Tasks and exercises:
1. Update the Throwing Muses review between "This CD contains" and "meet each other.", inclusive, changing "documentaries" to "films".
2. Answer these questions about the Throwing Muses review:
(a) Which EP is included on the CD?
(b) Which band did Donelly leave to form?
(c) What is the title of Hersh's upcoming memoir?

START Document segment

Listening to the album now, what I'm most surprised by is how frightening it is. What the early Muses press stuff didn't tell you explicitly was that Hersh was struggling with bipolar disorder; there were allusions to the fact that she was a bit 'crazy' but then nearly all alternative band singers liked to pretend that they had some sort of contact with the divine madness. The members of Throwing Muses, who lived with Hersh's bipolarity day in and day out, played it down in order to emphasise that their songs weren't necessarily about themselves but had some kind of universal applicability, and they were right to, because their music isn't in the category of 'art by mad people'. (With Syd Barrett's solo work (say), Barrett's removal from reality makes him seem not quite in control of the music; listening to a song like 'If It's In You', you are moved not by the song itself but by Barrett's failure to communicate.) I remember one interview in which Hersh cheerfully admitted that she'd had some unspecified episode during which the rest of the band had basically saved her life, and in the liner notes to this CD she makes it clear that she wasn't speaking metaphorically. Nevertheless, their interview manner was so chipper that the listener's only clue to how much of a tightrope the lead singer was walking was the conviction with which she wrote and sang about fear and alienation. The band's music is strong, coherent and certain of itself. That's what makes it so frightening.

This top-value CD contains the excellent Chains Changed EP, which features two of their best songs - Hersh's thunderous and awesomely tight-lipped 'Finished' (Classic opening line: 'With a loud noise/everything breaks/everything falls') and Donelly's equally monumental 'Reel', which is no less troubled and troubling than any of Hersh's stuff. There's also the demo cassette that got them signed in the first place and some re-recordings of early songs with a later lineup.

They went on to make a lot of excellent music. Donelly left to form Belly and become an alternative pop star, and Hersh is now at the helm of her startlingly kickass hardcore band 50 Foot Wave, as well as having delivered some superb solo work. She's got a memoir coming out soon entitled 'Rat Girl', and according to a recent interview she is at last free of bipolar symptoms. She also makes a lot of her work available for free from her website, making her a righteous person by the standards of the music industry.

This CD contains some of the greatest rock ever made. When the Muses became labelmates, friends and touring partners of the Pixies, it was the Pixies who went on to be lionised by the media and have documentaries made about them, but I never had any doubt which was the better band. Not to diss the Pixies, but it's fair to say that there was alway something a bit ironic about their intensity. But to listen to Throwing Muses was to get in touch with something on a different level: something true, profound, frightening and ultimately empowering - it's a horrible word, but I can't think of a more appropriate one for the bravery in which this band faced up to some very dark and troubling demons, and turned its battles into places where we could meet each other.

END Document segment
START Data listing

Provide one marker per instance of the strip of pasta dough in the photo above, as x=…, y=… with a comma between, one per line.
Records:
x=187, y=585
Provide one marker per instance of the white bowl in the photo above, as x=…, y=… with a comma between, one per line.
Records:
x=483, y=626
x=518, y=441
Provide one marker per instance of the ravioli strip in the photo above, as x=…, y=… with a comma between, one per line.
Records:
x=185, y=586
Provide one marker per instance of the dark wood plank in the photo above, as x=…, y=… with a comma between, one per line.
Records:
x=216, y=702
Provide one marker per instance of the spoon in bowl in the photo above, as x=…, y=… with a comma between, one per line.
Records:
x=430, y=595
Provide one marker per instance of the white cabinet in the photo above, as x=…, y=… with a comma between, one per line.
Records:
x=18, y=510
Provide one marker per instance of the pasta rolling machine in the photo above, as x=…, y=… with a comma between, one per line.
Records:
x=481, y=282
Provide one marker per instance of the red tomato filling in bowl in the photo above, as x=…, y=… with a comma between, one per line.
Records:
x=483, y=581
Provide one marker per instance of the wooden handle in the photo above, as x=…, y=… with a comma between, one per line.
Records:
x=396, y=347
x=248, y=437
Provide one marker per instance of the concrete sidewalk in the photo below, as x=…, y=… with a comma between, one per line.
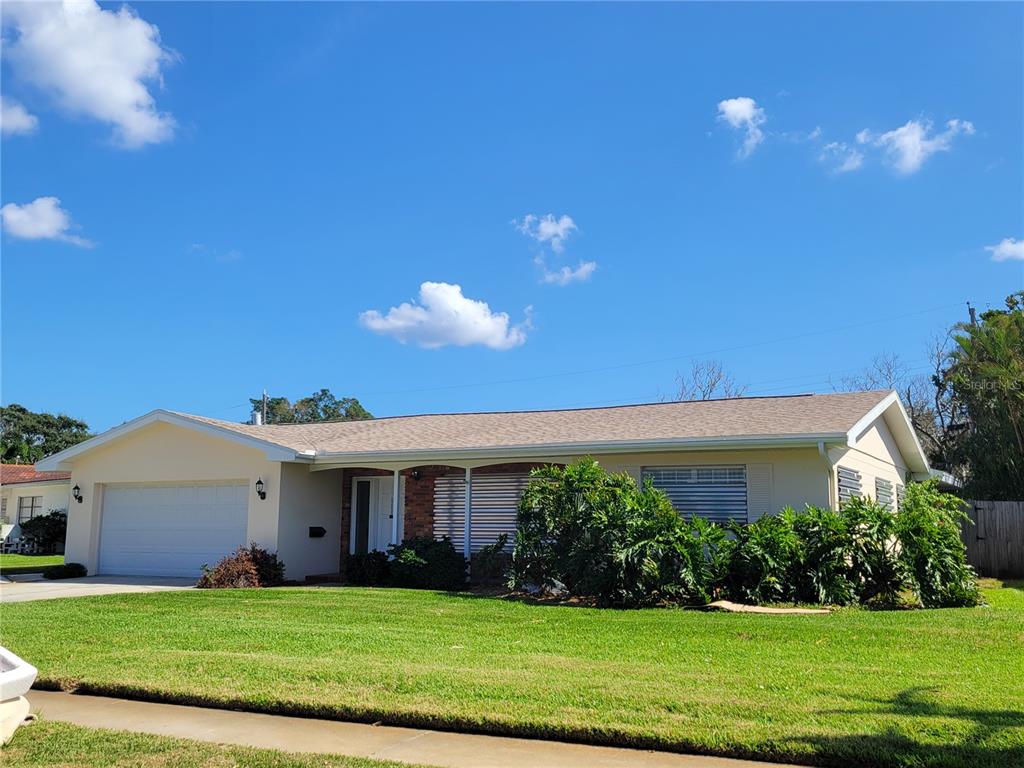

END Data listing

Exercise answers:
1.
This CD contains some of the greatest rock ever made. When the Muses became labelmates, friends and touring partners of the Pixies, it was the Pixies who went on to be lionised by the media and have films made about them, but I never had any doubt which was the better band. Not to diss the Pixies, but it's fair to say that there was alway something a bit ironic about their intensity. But to listen to Throwing Muses was to get in touch with something on a different level: something true, profound, frightening and ultimately empowering - it's a horrible word, but I can't think of a more appropriate one for the bravery in which this band faced up to some very dark and troubling demons, and turned its battles into places where we could meet each other.

2.
(a) The Chains Changed EP.
(b) Belly.
(c) 'Rat Girl'.